**課題 1**
記録の行のうち、文字列「rice」を含む行を数え、その数だけを答えよ。

**抜粋文**
☆ ☆ ☆ ☆ ☆
ソロ活動の他にも、ピアニストの宮谷理香さんとのデュオ・グレイスなどの室内楽や、さいたま市で2008年から毎年行っている「高橋多佳子とヤングピアニスト」(今年は2015年1月31日、さいたま市・プラザイースト ホール)などの教育的な活動などにも力を入れている高橋多佳子さんに、そうしたソロ以外の活動についてお話を伺った。
〈文と写真:横谷貴一〉

インタビューの[前編]はこちら



■子どもたちとの連弾は、大変でも楽しい

──教育的な活動を随分なさっていますね。

 はい。さいたま市のプラザイーストというホールで、地域の子どもたちと連弾をする「高橋多佳子とヤングピアニスト」というコンサートを2008年から毎年行っています。

 連弾の相手はオーディションで11人くらい選びますが、実際は小学生から大学院生くらいまで応募してきます。大変に好評で、応募者が年々増えています。

 このオーディションは、ただ聴いて評価するだけでなく、演奏の後に必ず私が面接もしますから、その段階で応募者との交流が生まれます。それを楽しみにしてくれる子どもさんもいるようです。
☆ ☆ ☆ ☆ ☆
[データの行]
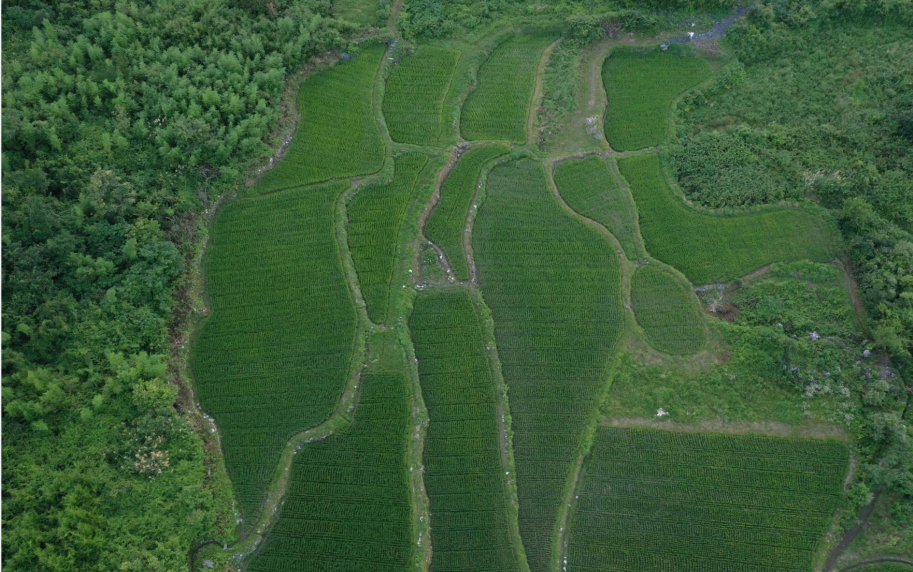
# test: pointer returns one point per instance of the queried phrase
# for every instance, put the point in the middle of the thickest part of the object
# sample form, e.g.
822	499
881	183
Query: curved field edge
666	311
337	135
447	223
464	469
521	187
811	470
236	330
712	247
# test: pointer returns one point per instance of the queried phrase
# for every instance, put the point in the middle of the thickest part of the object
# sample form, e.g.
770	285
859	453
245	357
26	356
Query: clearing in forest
667	312
588	187
710	247
640	88
415	93
655	500
447	222
337	135
470	521
554	287
376	215
348	508
273	357
499	106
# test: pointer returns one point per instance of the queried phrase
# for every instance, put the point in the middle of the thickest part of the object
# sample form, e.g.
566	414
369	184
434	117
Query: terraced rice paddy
588	187
337	134
273	358
708	248
667	312
553	285
470	522
640	88
376	215
349	508
447	222
415	93
499	106
654	500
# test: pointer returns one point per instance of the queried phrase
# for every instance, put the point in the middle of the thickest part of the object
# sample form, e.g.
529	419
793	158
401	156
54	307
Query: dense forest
124	121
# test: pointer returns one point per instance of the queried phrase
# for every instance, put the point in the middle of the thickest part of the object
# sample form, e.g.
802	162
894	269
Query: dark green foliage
337	135
588	187
447	222
499	106
273	357
640	88
709	248
666	312
376	214
348	508
415	94
118	119
669	501
470	526
554	287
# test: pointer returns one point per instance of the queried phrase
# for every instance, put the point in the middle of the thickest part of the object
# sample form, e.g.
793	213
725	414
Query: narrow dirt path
850	535
452	159
393	21
537	93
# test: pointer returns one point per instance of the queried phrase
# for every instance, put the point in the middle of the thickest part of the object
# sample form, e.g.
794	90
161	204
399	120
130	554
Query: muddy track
452	159
537	93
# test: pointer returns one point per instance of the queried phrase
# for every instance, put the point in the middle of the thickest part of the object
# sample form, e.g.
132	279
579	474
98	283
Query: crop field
499	106
470	524
554	287
349	508
655	500
588	187
273	357
708	248
448	219
641	88
666	312
362	12
337	134
415	93
375	216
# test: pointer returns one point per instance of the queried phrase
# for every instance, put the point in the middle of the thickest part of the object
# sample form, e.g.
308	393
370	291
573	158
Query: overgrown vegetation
282	327
554	288
120	122
708	248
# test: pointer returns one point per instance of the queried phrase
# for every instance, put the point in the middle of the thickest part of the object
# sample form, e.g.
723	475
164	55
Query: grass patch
470	526
588	187
415	93
447	222
376	215
337	135
273	357
349	507
655	500
554	288
640	88
706	247
666	312
498	108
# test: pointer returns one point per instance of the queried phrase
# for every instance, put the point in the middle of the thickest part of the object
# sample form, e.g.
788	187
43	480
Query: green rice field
463	470
554	288
707	247
653	500
641	87
273	357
☆ ☆ ☆ ☆ ☆
**課題 2**
上に示した高橋多佳子さんへのインタビューを、最後の文の後から書き進めよ。

**解答 1**
2

**解答 2**
 何年か経って、前に受けたときより上手くなったので聴いて欲しい、という思いで再応募してくれる子もいますね。

 中学生の時に共演した子が、音大生になって受けに来てくれたりとか、最近は一度このコンサートに出てくれた人が再び応募してくれることが多くなってきました。受からなくてもいいのでオーディションで弾きたいとか、また私と会いたいからと言ってくれたりするのです。これは嬉しいですよ。何度も受けにくる子は成長が見えますね。

 連弾曲はクラシックだけでなく、ポップスやドラマのテーマ曲など何でもありなので、結構大変です。でも普段クラシックしか弾かないので、楽しいですよ。

 連弾をした後に子どもたちに私がインタヴューをするのですが、子どもたちの答がすごく面白いんです。私が思ってもいないことをパッと言ったりしますので、そういうのが面白いですね。お客さんもそのインタヴューを楽しみにしてくれているようです。

 司会をして、11人と連弾をして、インタヴューもして、後半は私のソロ・コンサートになりますから、これが終わるとフラフラです。でもすごく楽しいですね。

──子どもたちにはいい思い出になるし、いい勉強にもなりますね。

 そうあってくれれば嬉しいなと思います。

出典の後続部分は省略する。